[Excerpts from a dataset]
____

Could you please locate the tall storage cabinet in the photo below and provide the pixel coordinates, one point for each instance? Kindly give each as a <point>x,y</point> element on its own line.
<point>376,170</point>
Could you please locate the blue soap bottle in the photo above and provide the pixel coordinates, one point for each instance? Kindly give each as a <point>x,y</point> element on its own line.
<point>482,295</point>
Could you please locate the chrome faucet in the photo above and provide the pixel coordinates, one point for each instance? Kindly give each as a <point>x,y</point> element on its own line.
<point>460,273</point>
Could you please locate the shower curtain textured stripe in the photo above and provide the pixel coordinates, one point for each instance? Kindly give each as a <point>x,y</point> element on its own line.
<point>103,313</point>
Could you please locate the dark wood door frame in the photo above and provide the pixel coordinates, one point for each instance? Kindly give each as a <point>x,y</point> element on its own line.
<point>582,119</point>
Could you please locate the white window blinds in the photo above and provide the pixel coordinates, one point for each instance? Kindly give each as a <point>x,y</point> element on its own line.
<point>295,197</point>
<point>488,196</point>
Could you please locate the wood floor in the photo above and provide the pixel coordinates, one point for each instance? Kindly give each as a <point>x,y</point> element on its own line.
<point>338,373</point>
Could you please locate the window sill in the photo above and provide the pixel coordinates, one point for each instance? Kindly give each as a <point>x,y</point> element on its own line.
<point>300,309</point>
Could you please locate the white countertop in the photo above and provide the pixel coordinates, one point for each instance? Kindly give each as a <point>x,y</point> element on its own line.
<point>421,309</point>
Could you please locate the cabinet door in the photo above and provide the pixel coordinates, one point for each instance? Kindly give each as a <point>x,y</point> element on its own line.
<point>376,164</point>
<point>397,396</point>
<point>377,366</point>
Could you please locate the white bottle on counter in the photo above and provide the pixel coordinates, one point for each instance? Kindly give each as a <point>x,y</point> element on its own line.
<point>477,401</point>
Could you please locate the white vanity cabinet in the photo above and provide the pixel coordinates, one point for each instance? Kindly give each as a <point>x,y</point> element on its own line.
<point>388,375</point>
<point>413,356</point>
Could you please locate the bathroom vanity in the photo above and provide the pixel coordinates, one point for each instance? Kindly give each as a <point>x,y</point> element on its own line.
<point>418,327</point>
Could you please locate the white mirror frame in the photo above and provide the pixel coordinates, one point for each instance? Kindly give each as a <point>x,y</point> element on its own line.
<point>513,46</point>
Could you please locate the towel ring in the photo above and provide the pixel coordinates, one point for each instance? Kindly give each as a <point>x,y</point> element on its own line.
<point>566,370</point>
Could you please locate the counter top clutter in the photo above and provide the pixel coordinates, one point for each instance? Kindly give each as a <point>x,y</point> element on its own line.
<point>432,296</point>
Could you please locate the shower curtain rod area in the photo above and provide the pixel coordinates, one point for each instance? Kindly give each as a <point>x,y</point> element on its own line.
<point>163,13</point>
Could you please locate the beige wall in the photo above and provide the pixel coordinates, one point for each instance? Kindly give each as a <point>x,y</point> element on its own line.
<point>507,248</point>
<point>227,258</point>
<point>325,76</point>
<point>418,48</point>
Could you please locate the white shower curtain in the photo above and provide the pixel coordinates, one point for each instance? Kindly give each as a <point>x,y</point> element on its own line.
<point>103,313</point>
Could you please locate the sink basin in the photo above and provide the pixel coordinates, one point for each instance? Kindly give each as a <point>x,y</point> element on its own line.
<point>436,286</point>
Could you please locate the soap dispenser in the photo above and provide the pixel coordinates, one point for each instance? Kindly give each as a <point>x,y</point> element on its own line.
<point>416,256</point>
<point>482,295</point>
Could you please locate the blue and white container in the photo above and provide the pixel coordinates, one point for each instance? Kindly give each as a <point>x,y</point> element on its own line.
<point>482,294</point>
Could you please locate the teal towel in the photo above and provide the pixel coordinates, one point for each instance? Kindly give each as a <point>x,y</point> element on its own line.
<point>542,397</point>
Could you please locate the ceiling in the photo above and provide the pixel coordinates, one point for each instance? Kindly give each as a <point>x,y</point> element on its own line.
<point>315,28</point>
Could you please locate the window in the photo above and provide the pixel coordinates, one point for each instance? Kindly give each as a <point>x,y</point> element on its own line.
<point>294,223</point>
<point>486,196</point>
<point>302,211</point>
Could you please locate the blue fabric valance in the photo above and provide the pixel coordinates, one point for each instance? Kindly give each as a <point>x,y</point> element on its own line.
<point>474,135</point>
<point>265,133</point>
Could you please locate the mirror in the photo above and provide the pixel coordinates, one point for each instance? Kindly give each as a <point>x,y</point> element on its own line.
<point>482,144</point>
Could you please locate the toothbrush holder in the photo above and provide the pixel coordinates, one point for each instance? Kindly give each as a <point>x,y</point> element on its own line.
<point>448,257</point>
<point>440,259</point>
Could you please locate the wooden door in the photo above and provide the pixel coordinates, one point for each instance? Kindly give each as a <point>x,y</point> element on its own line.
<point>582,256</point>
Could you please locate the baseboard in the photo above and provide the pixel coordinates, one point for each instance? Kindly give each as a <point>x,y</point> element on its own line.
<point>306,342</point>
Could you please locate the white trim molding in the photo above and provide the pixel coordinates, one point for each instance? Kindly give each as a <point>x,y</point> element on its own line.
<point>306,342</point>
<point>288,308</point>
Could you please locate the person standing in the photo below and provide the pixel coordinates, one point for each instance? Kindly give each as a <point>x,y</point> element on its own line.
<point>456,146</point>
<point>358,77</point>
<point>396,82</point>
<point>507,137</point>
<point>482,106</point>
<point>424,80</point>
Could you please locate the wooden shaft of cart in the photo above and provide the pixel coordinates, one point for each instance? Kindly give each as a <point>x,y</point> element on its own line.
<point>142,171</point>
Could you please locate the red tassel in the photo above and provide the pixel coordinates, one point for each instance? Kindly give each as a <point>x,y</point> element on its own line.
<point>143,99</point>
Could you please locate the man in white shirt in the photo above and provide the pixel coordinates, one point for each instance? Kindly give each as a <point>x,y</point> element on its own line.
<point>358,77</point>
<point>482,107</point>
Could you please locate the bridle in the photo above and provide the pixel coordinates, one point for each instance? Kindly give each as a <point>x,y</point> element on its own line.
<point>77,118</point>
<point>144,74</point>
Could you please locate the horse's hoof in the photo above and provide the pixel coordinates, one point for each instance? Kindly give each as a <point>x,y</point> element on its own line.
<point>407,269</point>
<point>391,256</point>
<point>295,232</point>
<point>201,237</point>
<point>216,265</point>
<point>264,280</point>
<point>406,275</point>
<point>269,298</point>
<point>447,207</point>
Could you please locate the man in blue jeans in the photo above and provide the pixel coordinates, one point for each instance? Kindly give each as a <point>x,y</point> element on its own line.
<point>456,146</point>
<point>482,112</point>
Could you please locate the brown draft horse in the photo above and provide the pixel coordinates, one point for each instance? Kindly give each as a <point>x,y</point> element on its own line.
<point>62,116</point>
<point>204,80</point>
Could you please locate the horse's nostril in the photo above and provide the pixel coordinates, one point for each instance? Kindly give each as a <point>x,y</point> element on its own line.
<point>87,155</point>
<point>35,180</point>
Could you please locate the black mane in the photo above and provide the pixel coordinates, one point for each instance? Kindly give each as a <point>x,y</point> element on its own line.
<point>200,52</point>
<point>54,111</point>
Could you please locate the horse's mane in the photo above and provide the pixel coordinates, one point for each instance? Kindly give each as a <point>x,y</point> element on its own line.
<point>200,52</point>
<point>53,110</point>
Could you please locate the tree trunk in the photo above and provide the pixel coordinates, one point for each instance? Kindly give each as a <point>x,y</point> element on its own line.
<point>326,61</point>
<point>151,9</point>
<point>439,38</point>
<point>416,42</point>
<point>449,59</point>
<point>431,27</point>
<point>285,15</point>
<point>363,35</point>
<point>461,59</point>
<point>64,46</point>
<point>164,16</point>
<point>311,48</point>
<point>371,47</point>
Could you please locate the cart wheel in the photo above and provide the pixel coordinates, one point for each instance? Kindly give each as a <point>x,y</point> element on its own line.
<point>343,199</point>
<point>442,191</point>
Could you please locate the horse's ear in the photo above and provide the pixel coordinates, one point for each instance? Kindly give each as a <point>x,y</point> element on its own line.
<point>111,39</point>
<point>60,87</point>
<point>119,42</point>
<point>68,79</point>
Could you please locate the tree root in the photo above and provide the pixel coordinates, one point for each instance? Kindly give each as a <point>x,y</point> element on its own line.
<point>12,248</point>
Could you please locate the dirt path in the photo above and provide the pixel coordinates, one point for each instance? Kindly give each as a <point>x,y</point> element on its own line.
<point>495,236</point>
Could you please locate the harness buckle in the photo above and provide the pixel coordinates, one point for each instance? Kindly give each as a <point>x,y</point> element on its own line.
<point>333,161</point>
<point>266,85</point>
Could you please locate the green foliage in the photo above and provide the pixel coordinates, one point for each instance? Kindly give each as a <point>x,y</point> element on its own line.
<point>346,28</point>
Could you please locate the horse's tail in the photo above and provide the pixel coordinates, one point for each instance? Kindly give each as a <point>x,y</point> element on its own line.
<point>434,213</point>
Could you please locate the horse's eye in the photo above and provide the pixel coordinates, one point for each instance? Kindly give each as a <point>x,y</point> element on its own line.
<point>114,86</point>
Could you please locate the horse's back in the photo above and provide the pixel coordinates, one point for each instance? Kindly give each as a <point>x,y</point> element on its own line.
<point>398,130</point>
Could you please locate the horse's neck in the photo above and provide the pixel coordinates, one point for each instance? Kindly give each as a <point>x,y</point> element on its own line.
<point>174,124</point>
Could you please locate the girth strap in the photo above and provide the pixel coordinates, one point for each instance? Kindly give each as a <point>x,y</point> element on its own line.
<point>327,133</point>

____

[ACTION ITEM] What is needed is an exact printout of every line from the one with "Could you please locate the girth" through the end of the data, including both, and nothing more.

[RESULT FOR THIS TASK]
Could you please locate the girth strap in the photo above and provide the pixel coordinates, one point for each instance? Kindly give each as a <point>x,y</point> element on its own line.
<point>327,133</point>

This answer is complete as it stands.